Participants spend the last two weeks of the program fully concentrated on a job search, and that perseverance pays off. Just last year, the Culinary Job Training program boasted a 90 percent job placement rate upon graduation. Of those graduates, 86 percent had retained their jobs after six months.
For Jessica, that job search was a turning point. She worked with her job coordinator and set out to find her niche in the culinary industry. She tried a few different jobs, but as weeks turned into months, she felt the tug to return to DCCK. It took a few interviews, but eventually, Jessica got the call she had been waiting for.
“They said they could use my help, and at that point, it was a no brainer,” says Jessica. She began at the front desk. Six months later, she was promoted to HR administrative assistant. She is now the volunteer program coordinator, sitting in her very own office. “Somebody saw something in me that I didn’t see in myself,” she adds.
Someone saw something in Louis Casey, too, when he entered the program about four years ago. “I wasn’t really serious for a while because I didn’t think it was for me,” he says. He was ready to quit just a few weeks in, but a friend convinced him to stay. Eventually, there was no turning back.
“The man who first interviewed me told me halfway through the program that I wouldn’t make it in the industry,” says Louis. “He didn’t think I had the drive, or the know-how, to do it. That kind of messed with me. It stuck with me. But it made me stick to the program.” He added with a laugh, “In a way, I thank him.”
★ ★ ★ ★
> **What to do**
List, in order, each position Jessica held at DCCK according to the text on the Culinary Job Training program.
★ ★ ★ ★
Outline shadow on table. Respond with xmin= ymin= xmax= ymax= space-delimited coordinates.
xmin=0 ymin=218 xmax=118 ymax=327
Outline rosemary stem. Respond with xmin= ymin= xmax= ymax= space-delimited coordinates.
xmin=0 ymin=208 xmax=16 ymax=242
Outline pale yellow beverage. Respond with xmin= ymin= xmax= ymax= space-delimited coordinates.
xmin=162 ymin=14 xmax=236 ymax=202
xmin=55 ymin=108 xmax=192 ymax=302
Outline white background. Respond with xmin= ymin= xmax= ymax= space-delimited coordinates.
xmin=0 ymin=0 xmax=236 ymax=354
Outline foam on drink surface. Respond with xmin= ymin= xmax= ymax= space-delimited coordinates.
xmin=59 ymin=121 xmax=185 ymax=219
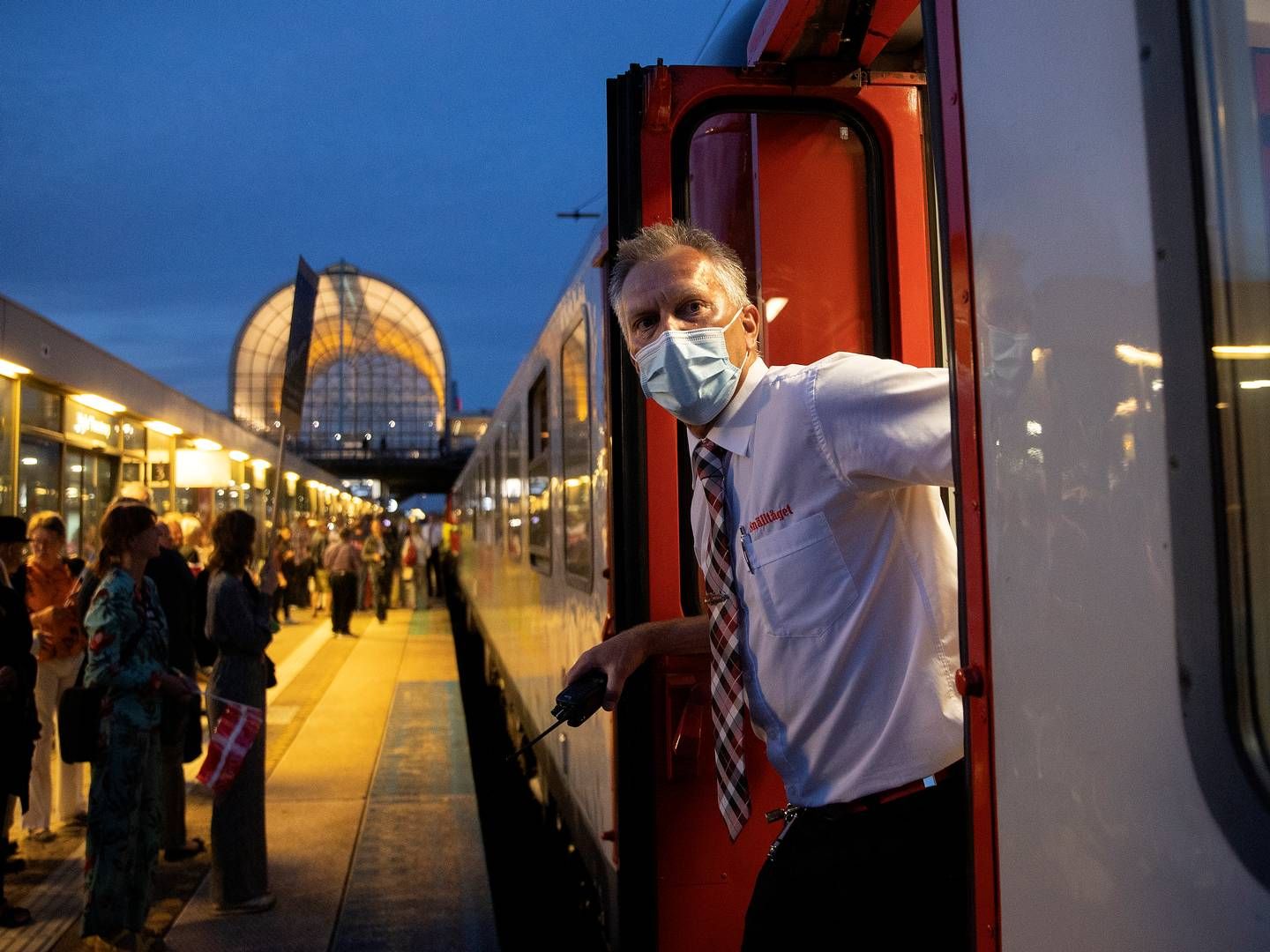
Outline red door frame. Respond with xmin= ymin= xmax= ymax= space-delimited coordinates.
xmin=630 ymin=66 xmax=954 ymax=943
xmin=927 ymin=0 xmax=1001 ymax=952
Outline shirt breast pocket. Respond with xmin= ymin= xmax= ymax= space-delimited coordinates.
xmin=750 ymin=513 xmax=860 ymax=638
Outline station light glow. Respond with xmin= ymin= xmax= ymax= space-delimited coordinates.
xmin=1213 ymin=344 xmax=1270 ymax=361
xmin=145 ymin=420 xmax=184 ymax=436
xmin=1115 ymin=344 xmax=1164 ymax=367
xmin=71 ymin=393 xmax=128 ymax=413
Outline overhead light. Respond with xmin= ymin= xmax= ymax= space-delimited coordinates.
xmin=145 ymin=420 xmax=184 ymax=436
xmin=1213 ymin=344 xmax=1270 ymax=361
xmin=1115 ymin=344 xmax=1164 ymax=367
xmin=763 ymin=297 xmax=790 ymax=324
xmin=71 ymin=393 xmax=128 ymax=413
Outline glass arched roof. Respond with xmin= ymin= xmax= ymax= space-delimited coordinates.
xmin=230 ymin=264 xmax=447 ymax=448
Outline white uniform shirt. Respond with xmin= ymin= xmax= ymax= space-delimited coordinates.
xmin=688 ymin=354 xmax=963 ymax=806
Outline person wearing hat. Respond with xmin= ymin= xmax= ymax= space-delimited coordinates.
xmin=0 ymin=516 xmax=40 ymax=929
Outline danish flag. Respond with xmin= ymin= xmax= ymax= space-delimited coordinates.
xmin=194 ymin=698 xmax=265 ymax=793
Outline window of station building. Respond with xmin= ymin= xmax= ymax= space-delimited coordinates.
xmin=61 ymin=447 xmax=116 ymax=560
xmin=119 ymin=420 xmax=146 ymax=451
xmin=0 ymin=380 xmax=14 ymax=513
xmin=1188 ymin=1 xmax=1270 ymax=796
xmin=527 ymin=370 xmax=551 ymax=574
xmin=503 ymin=407 xmax=525 ymax=559
xmin=21 ymin=381 xmax=63 ymax=433
xmin=18 ymin=435 xmax=63 ymax=519
xmin=560 ymin=316 xmax=592 ymax=591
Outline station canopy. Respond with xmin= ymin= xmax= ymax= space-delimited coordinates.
xmin=230 ymin=263 xmax=447 ymax=459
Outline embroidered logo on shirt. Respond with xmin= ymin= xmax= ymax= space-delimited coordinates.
xmin=750 ymin=505 xmax=794 ymax=532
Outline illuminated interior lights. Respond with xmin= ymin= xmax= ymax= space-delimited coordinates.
xmin=1213 ymin=344 xmax=1270 ymax=361
xmin=71 ymin=393 xmax=128 ymax=413
xmin=1115 ymin=344 xmax=1164 ymax=367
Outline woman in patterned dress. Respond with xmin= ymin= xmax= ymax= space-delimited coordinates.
xmin=83 ymin=502 xmax=197 ymax=948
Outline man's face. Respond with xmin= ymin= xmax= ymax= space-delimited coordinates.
xmin=617 ymin=248 xmax=758 ymax=367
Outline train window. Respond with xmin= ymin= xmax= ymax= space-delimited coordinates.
xmin=1194 ymin=3 xmax=1270 ymax=792
xmin=503 ymin=406 xmax=525 ymax=559
xmin=527 ymin=370 xmax=551 ymax=574
xmin=560 ymin=315 xmax=592 ymax=591
xmin=684 ymin=113 xmax=888 ymax=364
xmin=489 ymin=434 xmax=503 ymax=546
xmin=675 ymin=109 xmax=890 ymax=614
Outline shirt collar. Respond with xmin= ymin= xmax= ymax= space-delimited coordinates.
xmin=688 ymin=355 xmax=767 ymax=456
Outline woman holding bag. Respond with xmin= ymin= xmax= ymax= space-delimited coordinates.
xmin=21 ymin=511 xmax=86 ymax=843
xmin=83 ymin=502 xmax=197 ymax=948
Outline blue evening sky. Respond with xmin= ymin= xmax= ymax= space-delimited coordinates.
xmin=0 ymin=0 xmax=742 ymax=412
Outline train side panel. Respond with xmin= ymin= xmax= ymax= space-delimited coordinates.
xmin=956 ymin=0 xmax=1270 ymax=952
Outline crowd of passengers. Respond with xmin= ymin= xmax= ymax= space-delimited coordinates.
xmin=0 ymin=485 xmax=444 ymax=949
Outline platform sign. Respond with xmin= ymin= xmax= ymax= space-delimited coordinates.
xmin=278 ymin=255 xmax=318 ymax=433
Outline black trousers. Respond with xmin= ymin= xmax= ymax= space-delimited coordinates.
xmin=742 ymin=770 xmax=970 ymax=952
xmin=330 ymin=572 xmax=357 ymax=635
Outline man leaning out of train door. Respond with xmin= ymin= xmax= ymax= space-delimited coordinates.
xmin=565 ymin=223 xmax=965 ymax=949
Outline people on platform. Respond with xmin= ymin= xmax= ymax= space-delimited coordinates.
xmin=323 ymin=525 xmax=362 ymax=637
xmin=83 ymin=502 xmax=198 ymax=948
xmin=146 ymin=518 xmax=205 ymax=862
xmin=205 ymin=509 xmax=274 ymax=912
xmin=21 ymin=511 xmax=87 ymax=843
xmin=309 ymin=524 xmax=327 ymax=618
xmin=566 ymin=223 xmax=965 ymax=949
xmin=0 ymin=516 xmax=40 ymax=929
xmin=423 ymin=513 xmax=445 ymax=598
xmin=362 ymin=519 xmax=392 ymax=622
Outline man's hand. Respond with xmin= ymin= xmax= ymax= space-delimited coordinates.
xmin=564 ymin=614 xmax=710 ymax=710
xmin=564 ymin=624 xmax=647 ymax=710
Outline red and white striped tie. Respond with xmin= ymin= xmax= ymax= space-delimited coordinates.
xmin=692 ymin=439 xmax=750 ymax=839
★ ★ ★ ★
> **Answer space**
1. Front desk
2. HR administrative assistant
3. Volunteer program coordinator